# PROVIDED PASSAGE
In my childhood, people the age that I am now would double over at rubber chicken jokes. Some geezer on the Art Linkletter show would pull out a rubber chicken, a lovingly painted rubber likeness of a plucked and eviscerated chicken with the head and feet still attached, and my greying babysitter and her skinnny sister would start laughing. Merely waving the chicken around would cause them to have difficulty holding on to their glasses of beer (no lady drinks beer out of the bottle.) With the clarity of a small child whose perception far outstrips their social skills, I thought this was inane.
I had similar thoughts about the ladies with the heavy arms who gathered on the stoop in front of our apartment building to complain about the tasteless food in the supermarket, a newly opened A & P that would fit comfortably inside many current gas station convenience stores. I thought they ought to have something better to do with their time, or at least come up with a new topic. Their arms fascinated me, the broad forearms and large biceps gone slack with decades of city living. They were stout, those ladies, but mere thickness in the middle is nothing compared to the morbid obesity which was nearly unknown when I was a snotty little kid on the stoop. The ladies seemed ancient at the time, but actually they were barely older that I am now. Perhaps our overlapping life spans go back a century.

# TASKS TO COMPLETE
a) Answer these questions using the passage about rubber chicken jokes and the stoop:
(i) On which show did someone pull out a rubber chicken?
(ii) What were the babysitter and her sister having trouble holding on to?
(iii) Which store had newly opened, according to the ladies' complaints?
b) Identify every line of the listing that contains the string "bare". Case counts.

# Items listed in a dataset

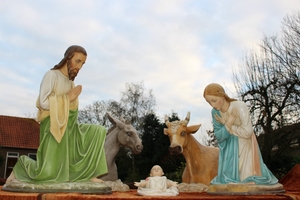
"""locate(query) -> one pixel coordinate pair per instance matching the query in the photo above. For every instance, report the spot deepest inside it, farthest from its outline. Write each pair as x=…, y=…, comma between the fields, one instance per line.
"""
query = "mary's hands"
x=74, y=93
x=219, y=119
x=230, y=119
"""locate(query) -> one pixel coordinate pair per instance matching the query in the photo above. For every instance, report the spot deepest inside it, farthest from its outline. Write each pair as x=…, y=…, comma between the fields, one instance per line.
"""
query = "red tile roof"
x=19, y=132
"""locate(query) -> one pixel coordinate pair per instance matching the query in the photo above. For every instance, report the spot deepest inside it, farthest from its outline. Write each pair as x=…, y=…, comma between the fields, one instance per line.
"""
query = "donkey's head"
x=127, y=135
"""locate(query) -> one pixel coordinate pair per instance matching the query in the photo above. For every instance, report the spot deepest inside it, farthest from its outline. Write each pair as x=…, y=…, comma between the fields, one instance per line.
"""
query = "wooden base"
x=245, y=189
x=132, y=195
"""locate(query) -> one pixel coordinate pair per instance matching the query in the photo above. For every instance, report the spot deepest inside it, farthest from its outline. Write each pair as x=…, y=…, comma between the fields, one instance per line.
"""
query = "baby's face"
x=156, y=171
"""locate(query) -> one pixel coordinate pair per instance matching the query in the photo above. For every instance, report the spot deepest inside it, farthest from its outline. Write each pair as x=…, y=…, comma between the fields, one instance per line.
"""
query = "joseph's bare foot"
x=97, y=180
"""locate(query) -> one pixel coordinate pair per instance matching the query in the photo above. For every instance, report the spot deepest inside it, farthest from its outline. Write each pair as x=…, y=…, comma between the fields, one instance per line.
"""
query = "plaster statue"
x=157, y=184
x=240, y=159
x=120, y=134
x=201, y=161
x=68, y=151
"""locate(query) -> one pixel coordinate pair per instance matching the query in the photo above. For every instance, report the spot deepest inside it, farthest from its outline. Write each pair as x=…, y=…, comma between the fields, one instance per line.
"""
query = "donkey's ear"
x=193, y=129
x=111, y=119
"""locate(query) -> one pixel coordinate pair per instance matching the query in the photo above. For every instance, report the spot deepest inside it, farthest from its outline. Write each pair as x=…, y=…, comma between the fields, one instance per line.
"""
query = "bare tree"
x=269, y=83
x=138, y=103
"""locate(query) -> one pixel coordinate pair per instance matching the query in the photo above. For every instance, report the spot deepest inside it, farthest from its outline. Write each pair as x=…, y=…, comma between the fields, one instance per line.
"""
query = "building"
x=18, y=136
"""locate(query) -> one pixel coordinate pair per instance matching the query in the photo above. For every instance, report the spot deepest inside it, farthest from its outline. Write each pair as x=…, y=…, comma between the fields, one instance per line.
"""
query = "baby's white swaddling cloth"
x=157, y=186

# SOLUTIONS IN ORDER
a)
(i) The Art Linkletter show
(ii) Their glasses of beer
(iii) An A & P supermarket

b)
query = "joseph's bare foot"
query = "bare tree"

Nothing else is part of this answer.